* **Instructions**:
1. For the passage on Bassowal, decide whether each statement agrees with it: (a) the caves at the eastern end of the hills have triangular entrances; (b) Már Koh lies about three miles east of Bassowal; (c) Bassowal has old tamarisk trees. Give yes or no for each, with the words from the passage that settle it.
2. Turn the paragraph beginning "Opposite to Bassowal" in the passage on Bassowal into a short bulleted list that keeps its main facts.
3. Pick up the passage on Bassowal and its surroundings where it stops and carry it on.

* **Given text**:
==*==

Opposite to Bassowal, which is close upon the river, very high steep hills confine the stream, and at their eastern extremity are a series of caves, with triangular entrances. The spot is called Chakanúr, and there are besides many other vestiges of antiquity there. Bassowal appears to occupy an ancient site, and has some venerable tamarisk trees, the remains of its antique groves. The same kind of memorials also distinguish the vicinage of Ghirdí. Between Bassowal and Már Koh (the snake hill), which occurs about three miles west of it, the soil is strewed with fragments of potters ware, and similar indications are seen all round the southern termination of the hill, even so far as Báttí Kot, a distance perhaps of five miles.

==*==

* **Records taken from a dataset**:

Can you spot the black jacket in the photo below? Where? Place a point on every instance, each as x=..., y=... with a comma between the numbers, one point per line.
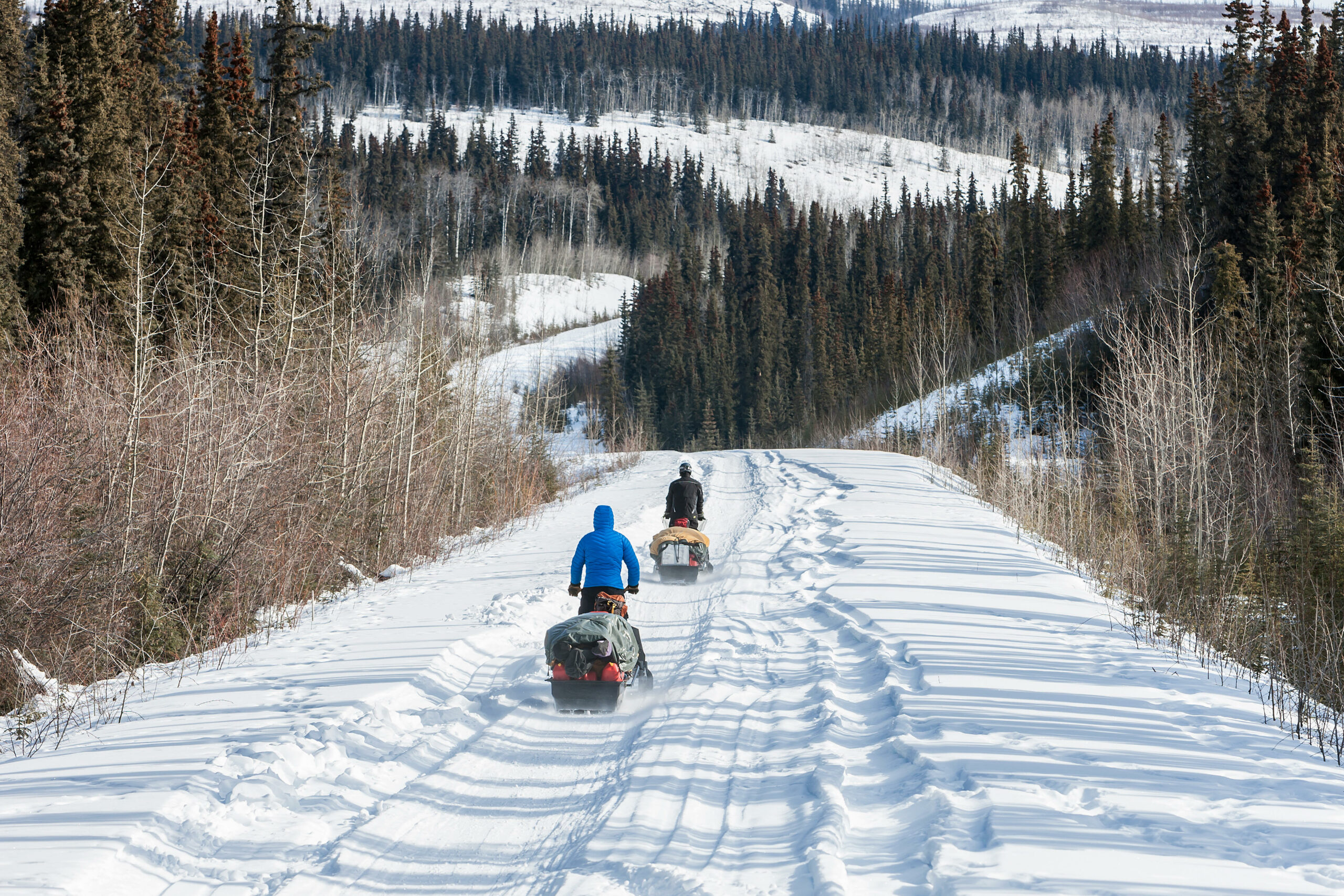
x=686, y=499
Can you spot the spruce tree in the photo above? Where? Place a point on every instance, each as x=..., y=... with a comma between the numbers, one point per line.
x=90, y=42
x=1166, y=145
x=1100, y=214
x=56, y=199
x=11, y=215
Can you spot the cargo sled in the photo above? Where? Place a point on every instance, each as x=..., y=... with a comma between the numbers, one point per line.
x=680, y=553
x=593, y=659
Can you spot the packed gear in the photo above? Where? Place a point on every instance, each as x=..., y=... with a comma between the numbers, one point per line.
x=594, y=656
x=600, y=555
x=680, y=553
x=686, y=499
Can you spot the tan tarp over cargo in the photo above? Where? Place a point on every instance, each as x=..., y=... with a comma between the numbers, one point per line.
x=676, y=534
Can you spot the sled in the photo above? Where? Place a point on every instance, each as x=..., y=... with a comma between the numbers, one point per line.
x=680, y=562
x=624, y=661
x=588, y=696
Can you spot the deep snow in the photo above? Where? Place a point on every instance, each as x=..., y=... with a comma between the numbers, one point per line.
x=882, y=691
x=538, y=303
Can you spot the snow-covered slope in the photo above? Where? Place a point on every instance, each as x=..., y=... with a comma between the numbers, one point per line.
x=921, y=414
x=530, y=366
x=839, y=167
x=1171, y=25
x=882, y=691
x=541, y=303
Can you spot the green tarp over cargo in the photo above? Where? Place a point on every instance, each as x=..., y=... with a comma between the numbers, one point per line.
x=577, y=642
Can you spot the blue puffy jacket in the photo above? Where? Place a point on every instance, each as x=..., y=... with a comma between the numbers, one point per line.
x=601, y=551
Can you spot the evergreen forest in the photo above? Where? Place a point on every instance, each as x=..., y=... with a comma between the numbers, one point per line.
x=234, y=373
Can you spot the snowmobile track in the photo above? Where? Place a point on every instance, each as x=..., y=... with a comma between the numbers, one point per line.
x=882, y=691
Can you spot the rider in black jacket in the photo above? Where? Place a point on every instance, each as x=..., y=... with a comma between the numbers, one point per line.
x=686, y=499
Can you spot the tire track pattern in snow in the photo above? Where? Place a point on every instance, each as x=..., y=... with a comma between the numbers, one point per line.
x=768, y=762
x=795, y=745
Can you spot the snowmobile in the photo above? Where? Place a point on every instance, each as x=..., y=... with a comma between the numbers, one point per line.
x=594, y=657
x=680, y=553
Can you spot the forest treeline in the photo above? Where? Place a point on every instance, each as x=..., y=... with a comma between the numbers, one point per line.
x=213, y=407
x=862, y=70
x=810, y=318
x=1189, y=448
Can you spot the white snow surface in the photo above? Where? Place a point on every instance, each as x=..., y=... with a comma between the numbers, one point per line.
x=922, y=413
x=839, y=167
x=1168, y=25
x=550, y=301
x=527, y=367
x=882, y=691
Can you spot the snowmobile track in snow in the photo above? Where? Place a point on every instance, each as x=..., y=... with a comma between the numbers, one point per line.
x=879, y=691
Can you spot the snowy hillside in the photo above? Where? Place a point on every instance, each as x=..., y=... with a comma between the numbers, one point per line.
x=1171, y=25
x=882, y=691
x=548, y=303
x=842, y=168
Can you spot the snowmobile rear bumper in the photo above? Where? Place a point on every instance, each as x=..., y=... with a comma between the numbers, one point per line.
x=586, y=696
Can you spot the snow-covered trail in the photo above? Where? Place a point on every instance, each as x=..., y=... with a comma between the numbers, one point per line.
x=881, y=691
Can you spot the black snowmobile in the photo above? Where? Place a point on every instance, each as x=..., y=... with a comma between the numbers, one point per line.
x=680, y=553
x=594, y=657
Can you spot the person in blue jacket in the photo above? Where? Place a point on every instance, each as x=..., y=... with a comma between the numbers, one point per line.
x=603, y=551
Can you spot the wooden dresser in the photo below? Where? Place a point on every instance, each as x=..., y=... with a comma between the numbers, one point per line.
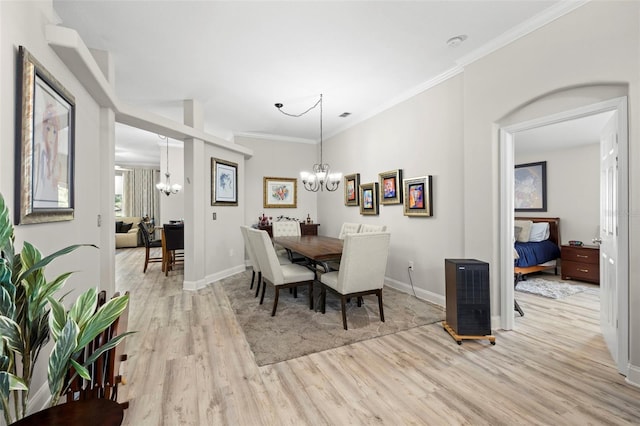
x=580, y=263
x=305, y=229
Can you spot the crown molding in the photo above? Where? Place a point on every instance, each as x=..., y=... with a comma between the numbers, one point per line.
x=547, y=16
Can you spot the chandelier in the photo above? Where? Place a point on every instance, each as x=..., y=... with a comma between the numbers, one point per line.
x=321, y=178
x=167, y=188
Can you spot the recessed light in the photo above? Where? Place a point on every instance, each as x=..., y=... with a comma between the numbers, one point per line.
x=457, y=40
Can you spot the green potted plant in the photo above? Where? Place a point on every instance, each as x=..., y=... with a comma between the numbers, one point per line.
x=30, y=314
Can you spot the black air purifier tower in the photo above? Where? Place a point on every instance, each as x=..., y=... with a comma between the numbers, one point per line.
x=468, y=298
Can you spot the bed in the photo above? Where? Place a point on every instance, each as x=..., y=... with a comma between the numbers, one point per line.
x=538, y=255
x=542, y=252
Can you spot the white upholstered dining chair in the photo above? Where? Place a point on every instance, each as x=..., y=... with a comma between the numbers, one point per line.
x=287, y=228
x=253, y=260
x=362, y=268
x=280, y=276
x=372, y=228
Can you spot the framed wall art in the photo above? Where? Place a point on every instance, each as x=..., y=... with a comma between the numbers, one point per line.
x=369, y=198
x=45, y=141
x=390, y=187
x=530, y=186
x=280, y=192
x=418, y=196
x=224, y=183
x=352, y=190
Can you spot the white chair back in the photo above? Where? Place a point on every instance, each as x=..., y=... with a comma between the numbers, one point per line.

==*==

* **Results for the exercise**:
1.
(a) Yes: "at their eastern extremity are a series of caves, with triangular entrances."
(b) No: "which occurs about three miles west of it"
(c) Yes: "has some venerable tamarisk trees, the remains of its antique groves."

2.
- Across from Bassowal, which lies close to the river, very high steep hills hem in the stream, and at their eastern end is a row of caves with triangular entrances.
- The spot is called Chakanúr and holds many other traces of antiquity.
- Bassowal appears to stand on an ancient site, with venerable tamarisk trees left from old groves. The area around Ghirdí has similar remains.
- Pottery fragments cover the ground between Bassowal and Már Koh (the snake hill), about three miles west of it.
- Similar signs appear all around the southern end of the hill, as far as Báttí Kot, perhaps five miles away.

3.
We left Bassowal in the evening, but instead of following the high road which passes by Báttí Kot, and thence by Súrkh Dewâl to Alí Bâghân and Jelálabád; we took a pleasanter and possibly a shorter one, tracing chiefly the river bank. Beyond Bassowal, we crossed a marsh full of reeds, and then by a short and open passage through the hill Már Koh, we arrived at Ambhár Khána, a small village on the river. Hence, we traversed the plain of Chahár Déh (the four villages), for four or five miles, and again approached hills, which like Már Koh, close upon the river. Opposite to Chahár Déh, across the stream, is the small and bare looking district of Goshter, into which the Karapa road from Pesháwer conducts. A few naked castles are sprinkled over the plain ascending to the hills, and there resides Fattúlah Khán Momand, a chief of less consequence than Sádat Khán of Lâlpúra, and less respected. South of the plain of Chahár Déh is the village of Battí Kot, famed for the zíárat of A'khúnd Músa, in virtue of whose holy benediction, the snakes numerously found on Már Koh, which derives its name from the circumstance, are believed to have been rendered harmless. I might have noticed that at Ghirdí is a celebrated zíárat of a saint, who was as much in his element when in the water as a fish, for it is credited that he would dive into the river at Ghirdí and re-appear at Atak.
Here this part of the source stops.